======== Estratto ========

Se andiamo poi a vedere la dislocazione nel mondo del sistema AB0, osserviamo come il B sia l’allele (ciascuna forma alternativa di uno stesso gene) ematico AB0 meno frequente (16%), seguito dall’allele A (21%), mentre al primo posto figura l’emogruppo 0 (né allele a, né allele b) con il 63%.

In relazione sempre al fatto strettamente geografico, il tipo B lo troviamo soprattutto nella zona centro-asiatica e in Africa; quello A, per lo più in Lapponia e nel nord della Regione Scandinava, oltre che tra gli aborigeni dell’Australia e tra gli indiani del Montana; infine, lo 0, tra gli aborigeni dell’Australia, in Europa occidentale, nel centro e sud-America, dove ha picchi del 100%.

Per quanto poi attenga ai due fattori, prevale nettamente Rh+.

Credo che su questo Forum non serva ricordare che se proprio volessimo fare una classificazione tra gli uomini della Terra la potremmo magari fare sui gruppi sanguigni e non certamente su base razziale, classificazione che potrebbe semmai configurarsi in una diversità storico-culturale piuttosto che in un contesto biologico.

Il sistema AB0 (A-Bi-Zero), come si osserva, consta delle prime due lettere in stampato maiuscolo dell’alfabeto italiano, ma forse quello 0 (Zero) può anche leggersi O (lettera in stampato maiuscolo dell’alfabeto italiano), magari giustificata dall’iniziale della preposizione tedesca “ohne”, reggente l’accusativo, col significato di “senza”.

======== Voci fornite ========

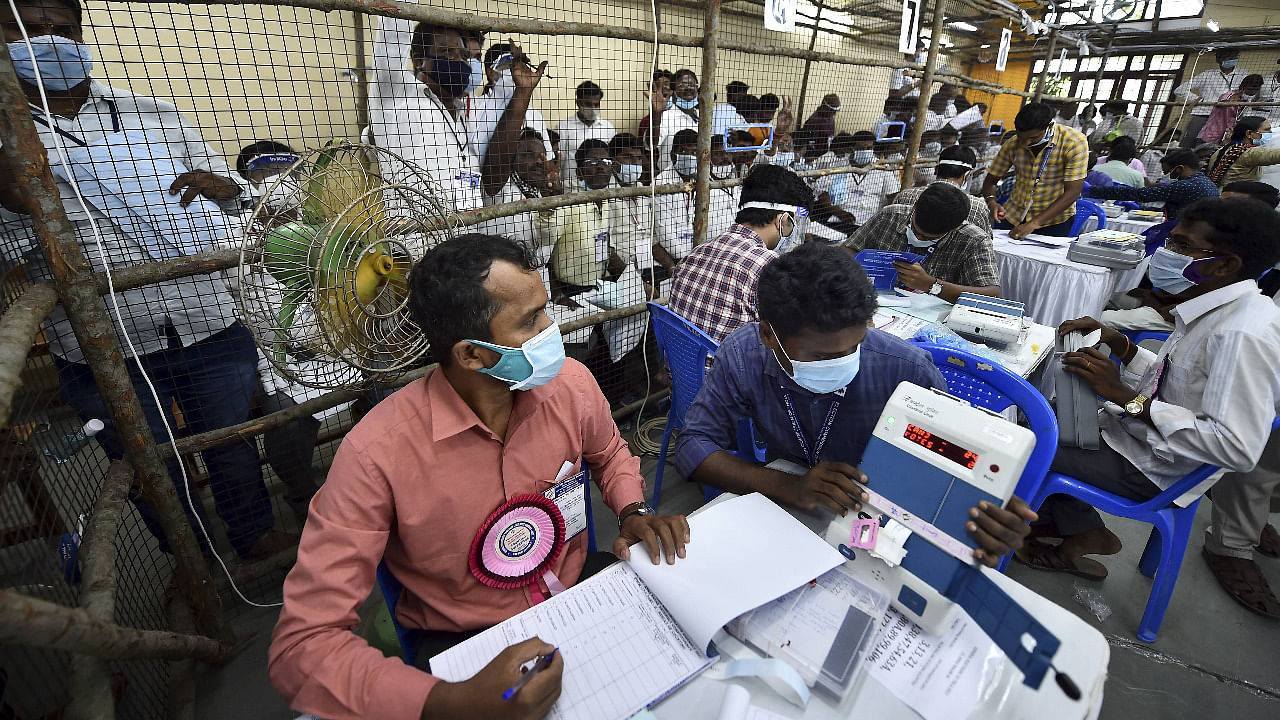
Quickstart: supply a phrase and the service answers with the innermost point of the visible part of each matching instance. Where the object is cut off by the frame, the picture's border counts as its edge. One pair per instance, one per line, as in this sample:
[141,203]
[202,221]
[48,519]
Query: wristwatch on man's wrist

========

Consegna 1:
Nell'estratto sui gruppi sanguigni, quale percentuale viene indicata per l'allele A nel mondo?
Consegna 2:
Riprendi l'estratto sui gruppi sanguigni e proseguilo dopo l'ultima frase.

Risposta 1:
Il 21%.

Risposta 2:
Invece, il nome del sistema Rh proviene dal macaco Rhesus, un primate della famiglia dei cercopitecidi dell’Asia centro-meridionale e sud-orientale, sui cui eritrociti fu per la prima volta individuata la proteina del fattore Rh.

Tale evidenza fu possibile iniettando un po’ di sangue del macaco in un coniglio, il quale, come sapete, è un fabbricatore di anticorpi per antonomasia: all’osservazione, il plasma del lepòride così “infettato” presentò dei nuovi anticorpi (anti-Rh), producenti la dissoluzione dei globuli rossi ematici del macaco.

Su tale presupposto si determinarono così sia l’Rh+ degli individui che reagiscono con l’anticorpo anti-Rh sia l’Rh- dei soggetti le cui emazie non si uniscono all’antigene Rh.

Per meglio precisare, l’Rh negativo indica la mancanza del determinante Rh sulla membrana citoplasmatica degli eritrociti e figura esclusivamente in soggetti omozigoti (coppia di alleli identici) per quel carattere, per cui solamente nei figli di genitori entrambi Rh negativi o eterozigoti per il fattore Rh.

Le future madri sappiano che il fattore Rh cagionava nei tempi trascorsi una malattia tipica dei neonati.

Ciò perché nel nono mese di gestazione poteva determinarsi un flusso d’anticorpi, necessari per il bebè, dal sangue materno a quello fetale, anticorpi fabbricati contro il fattore Rh, in grado d’essere particolarmente nocivi.

Il fattore Rh è un antigene geneticamente determinato.

Le gestanti Rh- alla prima gravidanza, che diano alla luce un bambino Rh+, potrebbero ritrovarsi degli eritrociti fetali con l’antigene Rh nel proprio flusso ematico, il quale avvierebbe la fabbricazione d’anticorpi avversi all’antigene sconosciuto che permarrebbero all’interno del proprio corpo.

Ora, se la madre Rh+ avesse una seconda gestazione, tali anticorpi potrebbero defluire nel flusso ematico fetale e abbattere gli eritrociti qualora in utero vi sia un Rh+.

Una reazione questa che potrebbe, purtroppo, rivelarsi fatale sia precedentemente sia successivamente al parto o ledere il sistema nervoso del piccolo.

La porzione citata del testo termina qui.